All that is wanted is the span of lines from the one with "of the wall" to the last line of the data, copied exactly.

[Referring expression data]
----------
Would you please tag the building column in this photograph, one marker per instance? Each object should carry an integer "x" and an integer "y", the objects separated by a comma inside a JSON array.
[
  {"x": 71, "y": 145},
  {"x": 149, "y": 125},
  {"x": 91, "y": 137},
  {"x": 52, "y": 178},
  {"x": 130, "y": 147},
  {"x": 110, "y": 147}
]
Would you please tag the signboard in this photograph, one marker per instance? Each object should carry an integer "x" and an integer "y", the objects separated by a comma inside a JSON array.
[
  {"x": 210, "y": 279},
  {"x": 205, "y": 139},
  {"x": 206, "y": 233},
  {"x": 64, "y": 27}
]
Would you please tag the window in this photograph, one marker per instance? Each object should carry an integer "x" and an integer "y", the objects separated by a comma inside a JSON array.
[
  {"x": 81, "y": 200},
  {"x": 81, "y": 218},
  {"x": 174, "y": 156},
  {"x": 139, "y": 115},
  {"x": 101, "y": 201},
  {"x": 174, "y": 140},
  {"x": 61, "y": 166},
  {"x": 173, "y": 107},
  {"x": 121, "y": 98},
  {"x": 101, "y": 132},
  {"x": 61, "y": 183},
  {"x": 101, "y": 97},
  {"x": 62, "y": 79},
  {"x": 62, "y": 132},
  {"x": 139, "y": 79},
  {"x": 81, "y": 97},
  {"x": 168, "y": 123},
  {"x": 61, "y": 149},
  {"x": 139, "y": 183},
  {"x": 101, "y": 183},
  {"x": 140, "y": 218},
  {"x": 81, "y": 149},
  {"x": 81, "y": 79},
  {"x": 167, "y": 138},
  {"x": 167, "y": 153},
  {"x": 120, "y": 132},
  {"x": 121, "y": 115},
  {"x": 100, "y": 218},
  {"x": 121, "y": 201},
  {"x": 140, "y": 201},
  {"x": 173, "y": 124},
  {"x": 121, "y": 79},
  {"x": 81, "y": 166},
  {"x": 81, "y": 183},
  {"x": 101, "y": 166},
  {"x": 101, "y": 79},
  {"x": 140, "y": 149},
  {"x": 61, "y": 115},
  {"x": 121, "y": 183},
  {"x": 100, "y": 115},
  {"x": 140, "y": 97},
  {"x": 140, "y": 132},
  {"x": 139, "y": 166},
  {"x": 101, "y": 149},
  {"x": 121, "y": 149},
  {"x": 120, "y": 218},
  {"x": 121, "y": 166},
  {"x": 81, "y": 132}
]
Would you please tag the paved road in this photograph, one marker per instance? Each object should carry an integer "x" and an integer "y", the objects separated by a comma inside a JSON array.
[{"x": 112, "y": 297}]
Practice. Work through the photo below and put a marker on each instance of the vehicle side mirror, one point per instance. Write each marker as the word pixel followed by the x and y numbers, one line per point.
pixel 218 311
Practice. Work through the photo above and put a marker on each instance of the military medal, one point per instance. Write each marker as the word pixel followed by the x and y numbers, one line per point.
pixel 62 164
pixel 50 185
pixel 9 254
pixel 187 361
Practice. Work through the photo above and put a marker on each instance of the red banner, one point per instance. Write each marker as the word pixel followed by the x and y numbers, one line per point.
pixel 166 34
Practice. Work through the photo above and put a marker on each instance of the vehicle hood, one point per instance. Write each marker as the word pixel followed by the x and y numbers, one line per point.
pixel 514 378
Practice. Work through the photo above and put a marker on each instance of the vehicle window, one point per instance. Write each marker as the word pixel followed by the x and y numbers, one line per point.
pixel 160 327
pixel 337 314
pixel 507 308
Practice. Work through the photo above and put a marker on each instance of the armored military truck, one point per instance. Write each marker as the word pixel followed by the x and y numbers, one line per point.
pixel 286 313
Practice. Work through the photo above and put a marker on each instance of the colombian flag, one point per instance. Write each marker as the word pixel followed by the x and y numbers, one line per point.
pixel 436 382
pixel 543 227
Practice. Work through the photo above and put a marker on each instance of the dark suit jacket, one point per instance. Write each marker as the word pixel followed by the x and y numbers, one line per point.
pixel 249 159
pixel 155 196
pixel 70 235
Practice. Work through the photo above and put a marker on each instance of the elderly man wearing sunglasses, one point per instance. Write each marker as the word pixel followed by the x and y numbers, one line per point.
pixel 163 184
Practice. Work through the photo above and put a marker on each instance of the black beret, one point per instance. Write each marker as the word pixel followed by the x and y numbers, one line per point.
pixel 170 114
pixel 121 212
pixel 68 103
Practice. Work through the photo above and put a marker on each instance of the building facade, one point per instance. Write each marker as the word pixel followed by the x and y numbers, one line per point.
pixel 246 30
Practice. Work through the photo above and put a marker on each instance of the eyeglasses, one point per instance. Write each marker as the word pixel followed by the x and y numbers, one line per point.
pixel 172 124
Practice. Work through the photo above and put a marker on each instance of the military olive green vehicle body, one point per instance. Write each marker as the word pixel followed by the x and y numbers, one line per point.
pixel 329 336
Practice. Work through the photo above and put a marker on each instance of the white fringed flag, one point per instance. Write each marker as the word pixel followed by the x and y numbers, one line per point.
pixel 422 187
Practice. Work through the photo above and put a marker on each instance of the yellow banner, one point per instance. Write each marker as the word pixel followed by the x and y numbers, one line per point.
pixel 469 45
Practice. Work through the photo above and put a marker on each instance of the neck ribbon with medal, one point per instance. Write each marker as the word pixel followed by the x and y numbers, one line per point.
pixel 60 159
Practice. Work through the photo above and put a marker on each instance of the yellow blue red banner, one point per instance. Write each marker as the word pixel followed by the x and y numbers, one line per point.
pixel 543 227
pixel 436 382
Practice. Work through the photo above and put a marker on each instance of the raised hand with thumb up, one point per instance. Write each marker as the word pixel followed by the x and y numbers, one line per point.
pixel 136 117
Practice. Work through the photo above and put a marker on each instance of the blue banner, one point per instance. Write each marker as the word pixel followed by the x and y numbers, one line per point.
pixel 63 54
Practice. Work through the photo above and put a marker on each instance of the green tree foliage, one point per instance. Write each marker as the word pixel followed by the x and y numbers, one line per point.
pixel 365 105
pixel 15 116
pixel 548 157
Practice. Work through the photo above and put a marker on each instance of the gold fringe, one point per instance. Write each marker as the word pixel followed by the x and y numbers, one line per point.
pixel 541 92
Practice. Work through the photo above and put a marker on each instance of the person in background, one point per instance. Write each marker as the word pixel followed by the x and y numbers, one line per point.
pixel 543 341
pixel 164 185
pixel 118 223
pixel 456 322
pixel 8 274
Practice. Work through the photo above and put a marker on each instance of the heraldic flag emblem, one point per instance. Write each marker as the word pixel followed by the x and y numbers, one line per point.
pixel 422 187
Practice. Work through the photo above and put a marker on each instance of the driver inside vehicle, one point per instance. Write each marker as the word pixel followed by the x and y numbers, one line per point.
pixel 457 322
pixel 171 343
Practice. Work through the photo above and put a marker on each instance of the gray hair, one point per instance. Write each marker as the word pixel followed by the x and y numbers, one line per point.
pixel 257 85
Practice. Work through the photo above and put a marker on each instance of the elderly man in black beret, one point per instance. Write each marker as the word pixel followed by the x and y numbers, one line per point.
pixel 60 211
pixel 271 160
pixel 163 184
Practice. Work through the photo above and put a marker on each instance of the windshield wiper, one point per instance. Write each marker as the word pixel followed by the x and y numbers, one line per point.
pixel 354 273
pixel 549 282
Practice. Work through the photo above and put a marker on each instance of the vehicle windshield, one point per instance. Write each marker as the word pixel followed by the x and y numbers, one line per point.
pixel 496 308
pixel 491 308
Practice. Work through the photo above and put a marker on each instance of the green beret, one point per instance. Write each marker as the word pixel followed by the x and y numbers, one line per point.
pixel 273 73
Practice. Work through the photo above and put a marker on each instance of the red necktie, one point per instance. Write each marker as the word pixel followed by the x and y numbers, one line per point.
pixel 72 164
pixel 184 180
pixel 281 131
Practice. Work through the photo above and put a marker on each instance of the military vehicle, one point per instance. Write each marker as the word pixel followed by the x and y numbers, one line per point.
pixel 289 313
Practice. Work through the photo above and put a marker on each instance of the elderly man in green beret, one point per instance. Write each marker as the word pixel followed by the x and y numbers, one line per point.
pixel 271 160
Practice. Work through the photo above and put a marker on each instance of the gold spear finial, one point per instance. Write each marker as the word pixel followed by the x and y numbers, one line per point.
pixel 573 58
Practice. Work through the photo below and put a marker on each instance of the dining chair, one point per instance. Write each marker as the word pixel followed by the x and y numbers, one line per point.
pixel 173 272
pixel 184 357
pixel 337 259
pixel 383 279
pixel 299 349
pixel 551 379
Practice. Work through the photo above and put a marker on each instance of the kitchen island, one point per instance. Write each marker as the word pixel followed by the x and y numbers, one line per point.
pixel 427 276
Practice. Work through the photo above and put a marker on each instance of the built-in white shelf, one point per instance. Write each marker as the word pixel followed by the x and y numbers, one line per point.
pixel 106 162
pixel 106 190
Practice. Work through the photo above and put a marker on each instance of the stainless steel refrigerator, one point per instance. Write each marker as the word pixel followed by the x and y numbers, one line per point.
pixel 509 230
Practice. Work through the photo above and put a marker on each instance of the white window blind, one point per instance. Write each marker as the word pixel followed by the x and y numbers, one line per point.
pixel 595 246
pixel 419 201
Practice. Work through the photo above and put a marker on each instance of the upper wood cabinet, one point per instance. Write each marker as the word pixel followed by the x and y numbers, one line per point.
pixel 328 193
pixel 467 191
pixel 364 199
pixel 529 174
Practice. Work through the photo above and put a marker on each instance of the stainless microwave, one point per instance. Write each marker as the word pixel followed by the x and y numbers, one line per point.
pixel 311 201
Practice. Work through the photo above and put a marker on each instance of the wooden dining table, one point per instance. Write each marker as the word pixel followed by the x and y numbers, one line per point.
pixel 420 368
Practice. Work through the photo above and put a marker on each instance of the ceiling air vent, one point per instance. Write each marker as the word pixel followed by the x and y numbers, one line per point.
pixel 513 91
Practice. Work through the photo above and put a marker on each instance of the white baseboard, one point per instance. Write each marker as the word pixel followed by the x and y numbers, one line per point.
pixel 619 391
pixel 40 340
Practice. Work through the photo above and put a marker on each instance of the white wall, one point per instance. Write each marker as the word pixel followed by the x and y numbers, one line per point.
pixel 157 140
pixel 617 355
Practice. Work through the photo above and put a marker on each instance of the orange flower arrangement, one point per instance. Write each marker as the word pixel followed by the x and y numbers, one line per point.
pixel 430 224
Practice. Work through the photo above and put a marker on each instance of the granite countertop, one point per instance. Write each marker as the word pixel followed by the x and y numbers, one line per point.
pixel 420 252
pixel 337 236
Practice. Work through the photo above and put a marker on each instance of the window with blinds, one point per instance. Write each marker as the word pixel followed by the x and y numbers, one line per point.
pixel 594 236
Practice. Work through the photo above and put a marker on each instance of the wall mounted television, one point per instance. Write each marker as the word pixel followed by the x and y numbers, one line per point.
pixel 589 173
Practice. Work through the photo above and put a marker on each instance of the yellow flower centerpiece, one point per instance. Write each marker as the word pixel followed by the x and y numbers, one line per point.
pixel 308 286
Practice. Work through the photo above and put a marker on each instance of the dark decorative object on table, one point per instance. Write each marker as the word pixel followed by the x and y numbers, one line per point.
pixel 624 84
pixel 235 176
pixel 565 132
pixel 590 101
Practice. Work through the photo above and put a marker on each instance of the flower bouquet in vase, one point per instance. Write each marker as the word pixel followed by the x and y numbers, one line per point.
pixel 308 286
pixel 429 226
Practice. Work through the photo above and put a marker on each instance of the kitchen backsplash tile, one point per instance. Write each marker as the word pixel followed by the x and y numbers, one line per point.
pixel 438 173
----------
Output of the exercise:
Practice. Work through the photo above and put a marker on each instance of the wall mounted television, one point per instance. Write each marker as the word pixel followed by the x and y numbers, one line per point.
pixel 589 173
Practice. Work through the photo above and put a marker on each instance of the yellow flower centerpiece, one point per instance. Write each marker as the word pixel followed by the x and y numbers, one line per point.
pixel 308 286
Practice. Work through the photo above and put a marker on each instance of the dark decorative object on table, one point per instance. Write each marker as the word pixel followed by the x and y numbers, one line per point.
pixel 624 84
pixel 235 176
pixel 565 132
pixel 590 101
Practice. Work through the photo above and put a marker on each instance of the flower bouquet in vase, one point per instance. Write each marker as the word pixel followed by the x and y numbers, one line per point.
pixel 308 286
pixel 429 226
Practice. Work through the photo above and put a marker on each instance of the kitchen backsplash tile, one point per instance. Write each marker as the word pixel followed by the x and y numbers, one line per point.
pixel 438 173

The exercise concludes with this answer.